(Dataset entries)
----
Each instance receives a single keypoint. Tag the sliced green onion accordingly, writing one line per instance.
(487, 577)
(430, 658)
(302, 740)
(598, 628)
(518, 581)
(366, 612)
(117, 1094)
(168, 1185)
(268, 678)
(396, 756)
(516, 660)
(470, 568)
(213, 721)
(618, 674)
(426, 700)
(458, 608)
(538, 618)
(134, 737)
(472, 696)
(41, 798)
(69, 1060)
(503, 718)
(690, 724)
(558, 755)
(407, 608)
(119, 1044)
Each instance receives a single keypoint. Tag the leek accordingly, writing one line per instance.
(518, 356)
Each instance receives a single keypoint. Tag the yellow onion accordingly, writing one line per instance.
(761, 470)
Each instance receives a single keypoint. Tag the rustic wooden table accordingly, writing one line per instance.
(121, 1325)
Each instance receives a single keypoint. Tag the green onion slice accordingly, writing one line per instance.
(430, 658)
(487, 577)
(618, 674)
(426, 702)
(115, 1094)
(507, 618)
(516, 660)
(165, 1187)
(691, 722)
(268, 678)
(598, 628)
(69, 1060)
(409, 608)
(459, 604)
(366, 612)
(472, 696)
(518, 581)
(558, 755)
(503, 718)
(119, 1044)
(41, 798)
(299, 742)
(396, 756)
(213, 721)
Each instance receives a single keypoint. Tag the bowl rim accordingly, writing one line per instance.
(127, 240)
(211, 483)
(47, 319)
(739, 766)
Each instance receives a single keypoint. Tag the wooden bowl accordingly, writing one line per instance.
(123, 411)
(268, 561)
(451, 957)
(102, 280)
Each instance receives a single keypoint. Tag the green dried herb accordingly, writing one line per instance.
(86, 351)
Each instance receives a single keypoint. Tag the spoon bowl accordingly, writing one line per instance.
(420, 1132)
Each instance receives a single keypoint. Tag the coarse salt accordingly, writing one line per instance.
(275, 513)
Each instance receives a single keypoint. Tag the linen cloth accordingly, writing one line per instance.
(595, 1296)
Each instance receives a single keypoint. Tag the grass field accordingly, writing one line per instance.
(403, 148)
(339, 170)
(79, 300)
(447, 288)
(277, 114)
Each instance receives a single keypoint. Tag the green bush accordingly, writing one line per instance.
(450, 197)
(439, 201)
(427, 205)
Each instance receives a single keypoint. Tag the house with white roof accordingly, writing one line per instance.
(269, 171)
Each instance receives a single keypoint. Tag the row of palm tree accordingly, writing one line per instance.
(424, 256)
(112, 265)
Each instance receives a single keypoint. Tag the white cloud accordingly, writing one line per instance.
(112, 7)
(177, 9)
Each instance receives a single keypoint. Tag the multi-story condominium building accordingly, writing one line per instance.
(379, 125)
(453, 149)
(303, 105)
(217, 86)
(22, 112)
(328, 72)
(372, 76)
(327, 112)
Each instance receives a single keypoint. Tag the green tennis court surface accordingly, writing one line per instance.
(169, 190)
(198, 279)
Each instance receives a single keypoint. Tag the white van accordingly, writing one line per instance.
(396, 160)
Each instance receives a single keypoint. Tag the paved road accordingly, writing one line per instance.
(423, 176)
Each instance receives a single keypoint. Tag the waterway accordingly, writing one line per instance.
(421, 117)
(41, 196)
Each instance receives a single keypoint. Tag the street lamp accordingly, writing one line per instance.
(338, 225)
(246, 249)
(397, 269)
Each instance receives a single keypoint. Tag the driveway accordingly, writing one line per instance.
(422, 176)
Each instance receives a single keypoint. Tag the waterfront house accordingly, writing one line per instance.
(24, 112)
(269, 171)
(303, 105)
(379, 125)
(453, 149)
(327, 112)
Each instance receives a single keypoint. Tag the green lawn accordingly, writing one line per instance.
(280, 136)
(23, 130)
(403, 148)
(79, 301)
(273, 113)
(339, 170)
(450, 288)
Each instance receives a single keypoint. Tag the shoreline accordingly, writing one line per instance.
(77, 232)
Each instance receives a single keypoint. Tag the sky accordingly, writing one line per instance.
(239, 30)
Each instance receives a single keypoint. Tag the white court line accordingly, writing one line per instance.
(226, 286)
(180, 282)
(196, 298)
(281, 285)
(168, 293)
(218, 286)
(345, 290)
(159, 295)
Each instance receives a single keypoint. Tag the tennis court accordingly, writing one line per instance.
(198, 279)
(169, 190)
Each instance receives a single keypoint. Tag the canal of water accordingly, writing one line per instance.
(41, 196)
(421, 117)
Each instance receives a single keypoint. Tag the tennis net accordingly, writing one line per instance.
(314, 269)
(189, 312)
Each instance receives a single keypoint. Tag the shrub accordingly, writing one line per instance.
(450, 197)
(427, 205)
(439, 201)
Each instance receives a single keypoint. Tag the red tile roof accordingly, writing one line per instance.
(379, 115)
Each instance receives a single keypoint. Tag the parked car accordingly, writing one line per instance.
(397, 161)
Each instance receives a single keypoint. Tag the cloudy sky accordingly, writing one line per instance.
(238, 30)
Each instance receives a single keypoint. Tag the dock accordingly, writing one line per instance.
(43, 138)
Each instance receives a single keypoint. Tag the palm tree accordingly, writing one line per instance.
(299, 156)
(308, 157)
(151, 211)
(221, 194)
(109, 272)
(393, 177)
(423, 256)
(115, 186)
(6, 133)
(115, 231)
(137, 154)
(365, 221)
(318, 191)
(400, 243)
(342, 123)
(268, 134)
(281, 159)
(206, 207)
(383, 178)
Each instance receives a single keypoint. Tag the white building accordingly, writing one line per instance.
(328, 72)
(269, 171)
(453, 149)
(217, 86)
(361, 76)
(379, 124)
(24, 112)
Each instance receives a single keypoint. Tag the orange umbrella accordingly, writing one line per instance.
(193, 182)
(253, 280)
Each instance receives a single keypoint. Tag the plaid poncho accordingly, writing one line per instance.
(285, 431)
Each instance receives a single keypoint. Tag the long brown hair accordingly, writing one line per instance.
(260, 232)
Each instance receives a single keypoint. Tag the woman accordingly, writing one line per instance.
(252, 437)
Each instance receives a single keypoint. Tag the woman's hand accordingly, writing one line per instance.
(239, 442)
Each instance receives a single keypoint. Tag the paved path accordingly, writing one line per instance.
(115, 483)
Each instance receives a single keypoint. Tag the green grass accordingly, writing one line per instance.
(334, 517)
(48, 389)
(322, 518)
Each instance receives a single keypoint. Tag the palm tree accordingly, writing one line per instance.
----
**ASSIGNED TASK**
Could you output every record above exactly as written?

**ANSWER FOR THIS EXERCISE**
Each instance receives a single keypoint. Tag the sliced green onion accordingly, writing one line per instance.
(487, 577)
(430, 658)
(302, 740)
(598, 628)
(518, 581)
(366, 612)
(117, 1094)
(168, 1185)
(268, 678)
(396, 756)
(516, 660)
(470, 568)
(213, 721)
(618, 674)
(426, 700)
(458, 608)
(538, 618)
(134, 737)
(472, 696)
(41, 798)
(69, 1060)
(503, 718)
(690, 724)
(558, 755)
(407, 608)
(119, 1044)
Each instance receives a single keypoint. Tag the leek accordingly, writing one line per instance.
(518, 356)
Each instance receives a single keypoint. Tag the yellow onion accordingly, writing one line per instance.
(761, 470)
Each instance receives a single keypoint. Tag the rustic wooden table accordingly, writing one line per instance.
(121, 1325)
Each instance receives a single keypoint. Tag the green onion slice accordingly, writing one line per instance.
(430, 658)
(487, 577)
(618, 674)
(426, 702)
(115, 1094)
(507, 618)
(516, 660)
(165, 1187)
(691, 722)
(268, 678)
(598, 628)
(69, 1060)
(409, 608)
(459, 604)
(366, 612)
(472, 696)
(518, 581)
(558, 755)
(503, 718)
(119, 1044)
(41, 798)
(299, 742)
(396, 756)
(213, 721)
Each instance receives a single keypoint. Tag the bowl rim accordingly, writing one line per instance.
(127, 240)
(211, 483)
(47, 319)
(739, 766)
Each instance receives a single keypoint. Tag the wooden bowl accordingly, writing one line per instance.
(123, 411)
(268, 561)
(451, 957)
(102, 280)
Each instance receives a single keypoint. Tag the green dried herb accordingly, writing one line per instance.
(86, 351)
Each instance receives a single keypoint. Tag the spoon bowl accordingly, writing one line per instance.
(420, 1132)
Each instance receives a single keypoint. Tag the coarse salt accordingly, writing one line per instance.
(275, 513)
Each instance receives a single keypoint. Tag the linen cloth accordingly, writing one line per instance.
(595, 1296)
Each instance receives a single keypoint. Tag the grass field accordingly, writing one line per instance.
(403, 148)
(339, 170)
(79, 300)
(447, 288)
(277, 114)
Each instance receives a single keypoint. Tag the green bush accordingly, writing one line per instance.
(450, 197)
(439, 201)
(427, 205)
Each instance receives a single keypoint. Tag the house with white roof accordingly, writing one line per instance.
(269, 171)
Each instance receives a single keypoint. Tag the row of palm tree accordingly, writing one line per instance.
(424, 256)
(112, 265)
Each instance receives a single keypoint. Tag the white cloud accordingly, writing one line per instance.
(112, 7)
(177, 9)
Each instance receives a single keypoint. Tag the multi-story condominium building accordingly, writing one line per instance.
(379, 125)
(453, 149)
(303, 105)
(217, 86)
(22, 112)
(328, 72)
(372, 76)
(327, 112)
Each instance receives a single keypoint. Tag the green tennis court surface accordingly, writing one line per instance.
(169, 190)
(198, 279)
Each instance receives a single keypoint. Tag the white van accordingly, writing one line per instance.
(396, 160)
Each instance receives a single keypoint. Tag the paved road accordingly, writing one line per instance.
(423, 176)
Each instance receives a single keypoint. Tag the waterway accordingly, writing one line per instance.
(421, 117)
(41, 196)
Each instance receives a single keypoint. Tag the street lamp accordingly, writing one line per instance.
(338, 225)
(246, 249)
(397, 269)
Each instance receives a single keypoint. Tag the driveway accordingly, writing one line per instance.
(422, 176)
Each instance receives a single keypoint. Tag the waterfront house accordingly, writing one line per instance.
(24, 112)
(269, 171)
(303, 105)
(379, 125)
(453, 149)
(327, 112)
Each instance receives a single keypoint. Tag the green lawn accordingly, writing one line per instance.
(280, 136)
(23, 130)
(403, 148)
(79, 301)
(273, 113)
(339, 170)
(450, 288)
Each instance receives a single keypoint. Tag the shoreline accordingly, writing one line per instance.
(77, 232)
Each instance receives a single keypoint. Tag the sky accordingly, writing one line per instance.
(239, 30)
Each instance receives a single keypoint. Tag the white court line accordingly, writing one line per instance.
(226, 286)
(180, 282)
(196, 298)
(281, 285)
(168, 293)
(218, 286)
(345, 290)
(159, 295)
Each instance receives a single keypoint. Tag the tennis court accordingly, writing one line per instance.
(198, 279)
(169, 190)
Each instance receives a single keypoint. Tag the canal of water accordingly, writing one line per instance.
(41, 196)
(421, 117)
Each instance receives a single keypoint. Tag the tennis net accordingly, writing one line per instance.
(314, 269)
(189, 312)
Each instance receives a single keypoint. Tag the shrub accordingly, writing one line per instance.
(450, 197)
(427, 205)
(439, 201)
Each instance receives a single keypoint. Tag the red tile roof accordingly, writing one line per instance.
(379, 115)
Each instance receives a single keypoint. Tag the parked car accordingly, writing one line per instance.
(397, 161)
Each instance receives a single keypoint. Tag the cloudy sky accordingly, writing one line per instance.
(238, 30)
Each instance receives a single keypoint. Tag the dock accordingly, writing one line per instance.
(43, 138)
Each instance receives a single keypoint. Tag the palm tree accordingly, writing one line per instance.
(299, 156)
(308, 157)
(151, 211)
(221, 194)
(109, 272)
(393, 177)
(423, 256)
(115, 186)
(6, 133)
(115, 231)
(137, 154)
(365, 221)
(318, 191)
(400, 243)
(342, 123)
(268, 134)
(281, 159)
(206, 207)
(383, 178)
Each instance receives a single keypoint. Tag the white building accordingly, writing one line per instance.
(328, 72)
(269, 171)
(453, 149)
(217, 86)
(361, 76)
(379, 124)
(24, 112)
Each instance receives a single keypoint. Tag the orange umbrella accordingly, writing one line per instance.
(193, 182)
(253, 280)
Each instance receives a single keypoint. Tag the plaid poncho accordingly, writing one line per instance.
(285, 431)
Each instance receives a single keypoint. Tag the long brown hair accordingly, writing one line per instance.
(260, 232)
Each instance receives a single keypoint. Tag the woman accordingly, writing one line per instance.
(252, 437)
Each instance receives a single keypoint. Tag the woman's hand accordingly, writing one line per instance.
(239, 442)
Each instance receives a single keypoint. Tag the paved path accordingly, writing one line per instance.
(115, 483)
Each instance receives a single keypoint. Tag the green grass accordingly, writing one line per instance.
(334, 517)
(48, 389)
(322, 518)
Each instance receives a single keypoint. Tag the palm tree accordingly, writing one line per instance.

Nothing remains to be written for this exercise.